#### To do
From the line that contains "[ ] one point per instance of the train side" to the last line of the entries, write each line out exactly; include both ends and nothing else.

Data excerpts
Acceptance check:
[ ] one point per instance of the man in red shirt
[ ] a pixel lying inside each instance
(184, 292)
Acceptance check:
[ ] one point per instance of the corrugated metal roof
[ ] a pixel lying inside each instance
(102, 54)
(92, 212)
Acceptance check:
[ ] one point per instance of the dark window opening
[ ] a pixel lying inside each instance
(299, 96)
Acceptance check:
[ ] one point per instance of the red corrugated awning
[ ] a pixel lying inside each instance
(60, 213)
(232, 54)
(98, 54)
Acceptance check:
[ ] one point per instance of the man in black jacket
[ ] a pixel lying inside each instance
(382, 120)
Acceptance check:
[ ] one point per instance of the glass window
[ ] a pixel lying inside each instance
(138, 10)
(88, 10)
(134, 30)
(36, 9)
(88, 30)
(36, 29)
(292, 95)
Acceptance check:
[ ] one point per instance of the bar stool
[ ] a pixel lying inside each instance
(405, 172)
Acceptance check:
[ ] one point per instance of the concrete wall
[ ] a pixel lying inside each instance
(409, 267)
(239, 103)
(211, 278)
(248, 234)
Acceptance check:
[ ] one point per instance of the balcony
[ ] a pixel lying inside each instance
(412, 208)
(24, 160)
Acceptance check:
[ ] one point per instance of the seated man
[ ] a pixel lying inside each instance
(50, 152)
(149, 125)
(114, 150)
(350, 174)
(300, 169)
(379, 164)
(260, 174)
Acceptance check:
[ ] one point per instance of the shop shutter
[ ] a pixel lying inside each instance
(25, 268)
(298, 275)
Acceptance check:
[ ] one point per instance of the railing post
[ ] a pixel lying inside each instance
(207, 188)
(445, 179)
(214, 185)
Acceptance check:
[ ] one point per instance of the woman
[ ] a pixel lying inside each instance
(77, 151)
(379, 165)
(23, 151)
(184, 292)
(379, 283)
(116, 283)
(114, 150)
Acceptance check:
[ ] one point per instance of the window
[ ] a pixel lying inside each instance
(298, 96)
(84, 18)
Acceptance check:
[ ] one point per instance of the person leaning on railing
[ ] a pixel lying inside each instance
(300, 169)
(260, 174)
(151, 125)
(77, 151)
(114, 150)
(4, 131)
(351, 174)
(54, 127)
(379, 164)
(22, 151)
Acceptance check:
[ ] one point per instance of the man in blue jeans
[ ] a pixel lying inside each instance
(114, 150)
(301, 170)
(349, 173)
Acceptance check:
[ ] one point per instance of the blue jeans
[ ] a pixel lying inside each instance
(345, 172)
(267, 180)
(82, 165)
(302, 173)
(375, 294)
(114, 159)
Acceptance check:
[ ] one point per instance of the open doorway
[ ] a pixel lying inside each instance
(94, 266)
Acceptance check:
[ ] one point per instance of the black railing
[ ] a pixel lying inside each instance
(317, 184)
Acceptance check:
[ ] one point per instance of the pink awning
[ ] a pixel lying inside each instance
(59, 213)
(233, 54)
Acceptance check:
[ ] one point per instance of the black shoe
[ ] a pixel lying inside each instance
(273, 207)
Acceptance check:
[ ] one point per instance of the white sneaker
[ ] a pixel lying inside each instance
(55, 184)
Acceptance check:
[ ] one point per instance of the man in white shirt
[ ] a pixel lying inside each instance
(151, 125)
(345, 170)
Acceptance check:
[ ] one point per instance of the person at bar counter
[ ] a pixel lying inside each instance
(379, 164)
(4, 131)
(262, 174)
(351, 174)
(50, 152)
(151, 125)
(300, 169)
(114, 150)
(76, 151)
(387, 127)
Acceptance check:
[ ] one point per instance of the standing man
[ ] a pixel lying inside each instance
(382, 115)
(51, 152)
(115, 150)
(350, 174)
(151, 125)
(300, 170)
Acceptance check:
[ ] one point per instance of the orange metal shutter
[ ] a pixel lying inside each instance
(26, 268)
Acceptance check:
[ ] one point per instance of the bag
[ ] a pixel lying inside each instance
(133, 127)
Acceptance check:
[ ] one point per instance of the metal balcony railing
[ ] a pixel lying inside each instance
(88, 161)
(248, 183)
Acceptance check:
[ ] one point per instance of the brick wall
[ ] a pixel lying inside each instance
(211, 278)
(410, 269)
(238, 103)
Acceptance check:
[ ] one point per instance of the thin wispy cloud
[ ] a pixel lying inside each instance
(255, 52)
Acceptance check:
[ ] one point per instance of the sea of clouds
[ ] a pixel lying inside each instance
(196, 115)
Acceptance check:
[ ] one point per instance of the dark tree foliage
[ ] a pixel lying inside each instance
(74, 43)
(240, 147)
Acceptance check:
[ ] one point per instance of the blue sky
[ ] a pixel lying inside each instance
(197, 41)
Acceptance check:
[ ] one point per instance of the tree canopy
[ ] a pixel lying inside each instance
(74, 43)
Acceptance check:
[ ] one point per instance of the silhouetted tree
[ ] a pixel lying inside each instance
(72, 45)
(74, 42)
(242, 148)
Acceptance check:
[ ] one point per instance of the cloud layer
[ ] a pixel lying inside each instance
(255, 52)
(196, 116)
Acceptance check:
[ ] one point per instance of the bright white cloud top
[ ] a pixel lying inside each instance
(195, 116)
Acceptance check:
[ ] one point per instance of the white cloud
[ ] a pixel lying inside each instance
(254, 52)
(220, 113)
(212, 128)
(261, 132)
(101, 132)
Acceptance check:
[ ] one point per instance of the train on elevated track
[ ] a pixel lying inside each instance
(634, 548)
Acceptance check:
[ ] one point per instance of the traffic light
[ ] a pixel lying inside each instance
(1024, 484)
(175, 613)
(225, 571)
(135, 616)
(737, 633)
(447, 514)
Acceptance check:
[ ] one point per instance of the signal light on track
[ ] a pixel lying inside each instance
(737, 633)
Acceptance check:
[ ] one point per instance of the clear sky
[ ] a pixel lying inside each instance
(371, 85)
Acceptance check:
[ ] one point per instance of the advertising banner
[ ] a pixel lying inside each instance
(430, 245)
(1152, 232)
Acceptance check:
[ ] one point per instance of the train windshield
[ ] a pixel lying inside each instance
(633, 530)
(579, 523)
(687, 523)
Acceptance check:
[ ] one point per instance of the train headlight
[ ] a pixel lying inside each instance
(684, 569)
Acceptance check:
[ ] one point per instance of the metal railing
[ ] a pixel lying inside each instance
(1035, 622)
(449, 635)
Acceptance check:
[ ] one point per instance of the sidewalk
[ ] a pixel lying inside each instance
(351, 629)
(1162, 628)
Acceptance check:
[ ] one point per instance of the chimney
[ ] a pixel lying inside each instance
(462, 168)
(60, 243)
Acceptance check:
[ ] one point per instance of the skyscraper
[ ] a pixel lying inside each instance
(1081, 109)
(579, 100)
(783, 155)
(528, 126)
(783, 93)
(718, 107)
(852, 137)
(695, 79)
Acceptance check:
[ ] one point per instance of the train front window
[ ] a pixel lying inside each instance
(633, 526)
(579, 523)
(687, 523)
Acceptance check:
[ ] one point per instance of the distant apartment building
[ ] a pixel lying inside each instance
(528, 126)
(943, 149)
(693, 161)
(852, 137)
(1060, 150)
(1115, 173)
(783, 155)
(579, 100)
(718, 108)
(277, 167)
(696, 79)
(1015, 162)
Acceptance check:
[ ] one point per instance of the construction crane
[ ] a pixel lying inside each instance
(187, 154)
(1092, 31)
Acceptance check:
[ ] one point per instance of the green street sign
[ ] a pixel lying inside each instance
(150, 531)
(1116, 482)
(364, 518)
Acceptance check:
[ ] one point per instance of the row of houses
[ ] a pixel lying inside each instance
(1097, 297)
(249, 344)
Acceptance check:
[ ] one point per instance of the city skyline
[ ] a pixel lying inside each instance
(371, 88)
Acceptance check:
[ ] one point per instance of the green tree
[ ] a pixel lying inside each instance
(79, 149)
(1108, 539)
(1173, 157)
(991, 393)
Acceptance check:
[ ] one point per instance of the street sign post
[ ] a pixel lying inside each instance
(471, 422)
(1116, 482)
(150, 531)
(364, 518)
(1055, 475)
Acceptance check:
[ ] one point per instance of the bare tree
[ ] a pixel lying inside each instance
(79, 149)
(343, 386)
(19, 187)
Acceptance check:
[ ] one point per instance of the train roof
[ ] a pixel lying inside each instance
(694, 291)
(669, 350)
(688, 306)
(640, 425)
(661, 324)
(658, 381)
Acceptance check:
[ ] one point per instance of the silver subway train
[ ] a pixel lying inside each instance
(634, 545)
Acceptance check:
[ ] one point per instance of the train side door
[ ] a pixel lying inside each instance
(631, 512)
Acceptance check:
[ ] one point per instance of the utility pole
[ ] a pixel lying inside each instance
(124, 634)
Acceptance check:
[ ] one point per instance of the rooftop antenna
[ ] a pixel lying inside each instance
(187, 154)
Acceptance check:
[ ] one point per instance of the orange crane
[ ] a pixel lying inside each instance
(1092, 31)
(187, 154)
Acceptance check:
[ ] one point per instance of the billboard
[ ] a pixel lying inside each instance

#### Answer to this task
[ ] one point per instance of the train side door
[ ] a pixel lying inside each instance
(631, 512)
Acceptance check:
[ ] one point per instance of the utility pole
[ ] a pixel lying inside each instance
(124, 634)
Acceptance check:
[ ] one point per instance of the rooftop antenna
[ ] a pixel lying inside each instance
(187, 154)
Acceptance check:
[ ] one point per instance of the orange crane
[ ] a pixel lying inside each instance
(1092, 31)
(187, 154)
Acceptance check:
[ ] one point per instance of the billboard
[ ] a pixel lying inside each instance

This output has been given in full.